### TASK BRIEF:
Output every entry below exactly, without its pictures.

[LISTED RECORDS]

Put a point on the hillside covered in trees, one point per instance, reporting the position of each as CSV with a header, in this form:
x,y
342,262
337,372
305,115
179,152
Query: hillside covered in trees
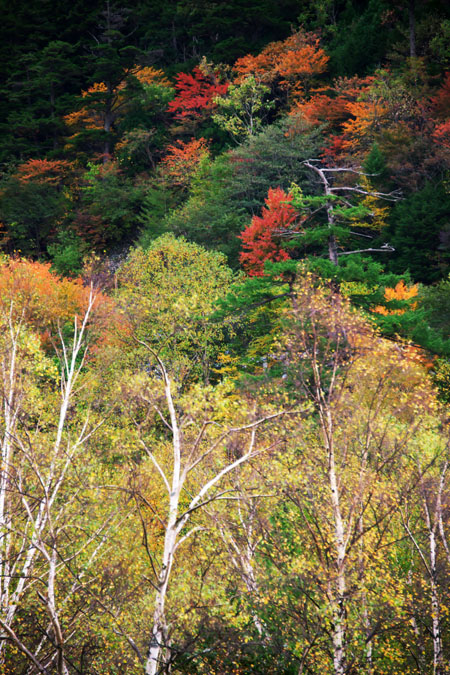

[/LISTED RECORDS]

### WRITTEN RESPONSE:
Put a point on the hillside covered in trees, one point per instance, reporting the position of each as CSV with a header, in this form:
x,y
342,262
337,372
305,115
179,152
Query: hillside covered in trees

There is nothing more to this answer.